Reproduisez fidèlement le passage de l'extrait du document ci-dessous qui va de « J’ai grandi dans » à « chevènementiste ou rocardienne. ».

+++ Extrait du document +++

Selon eux, « parmi les ressorts qui ont conduit à ce que le vote RN [Rassemblement national] irrigue désormais l’ensemble des classes sociales, partant des classes populaires pour entraîner une partie significative des professions intermédiaires et cadres du public comme du privé, se trouve la question du travail ».

J’ai grandi dans une ville ouvrière. Le matin, Maman emmenait Papa à l’usine en voiture. Elle allait l’y rechercher lorsque la sirène annonçait la pause méridienne. Même chose l’après-midi. Les ouvriers portaient la casquette, les « ingénieurs » et les patrons (on ne disait pas les « cadres ») le chapeau. Un distinguo social au fond assez simple.

Une autre ligne de fracture séparait les catholiques, qui souvent votaient à droite, de ceux que l’on appelait alors les « socialo-communistes », même si nombre de catholiques ralliaient la gauche, chevènementiste ou rocardienne.

Mon père était ce qu’on appelait alors un syndicaliste chrétien, nourri au personnalisme de Emmanuel Mounier. Je pense qu’il aurait aimé que je résume ainsi son « identité ».

Au-delà de cette évocation personnelle, on est fondé à repenser avec nostalgie à cette époque où l’humilité, la solidarité, la bienveillance étaient considérées comme des vertus, plutôt que comme une caractéristique de pauvre type.

Aujourd’hui, nombre de nos compatriotes sont devenus incapables de définir leur identité, y compris au sein de l’entreprise. Ils recherchent alors cette impossible identité qui nous identifierait à un groupe à l’exclusion des autres.

+++ Matériel extrait +++

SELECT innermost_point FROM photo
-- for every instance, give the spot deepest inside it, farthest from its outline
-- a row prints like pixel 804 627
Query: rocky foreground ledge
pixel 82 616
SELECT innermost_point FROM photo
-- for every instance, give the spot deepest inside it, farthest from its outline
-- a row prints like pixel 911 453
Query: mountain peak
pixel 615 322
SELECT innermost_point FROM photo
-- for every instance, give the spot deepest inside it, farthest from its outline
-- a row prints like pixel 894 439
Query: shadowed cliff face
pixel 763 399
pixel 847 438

+++

Réponse attendue »
J’ai grandi dans une ville ouvrière. Le matin, Maman emmenait Papa à l’usine en voiture. Elle allait l’y rechercher lorsque la sirène annonçait la pause méridienne. Même chose l’après-midi. Les ouvriers portaient la casquette, les « ingénieurs » et les patrons (on ne disait pas les « cadres ») le chapeau. Un distinguo social au fond assez simple.

Une autre ligne de fracture séparait les catholiques, qui souvent votaient à droite, de ceux que l’on appelait alors les « socialo-communistes », même si nombre de catholiques ralliaient la gauche, chevènementiste ou rocardienne.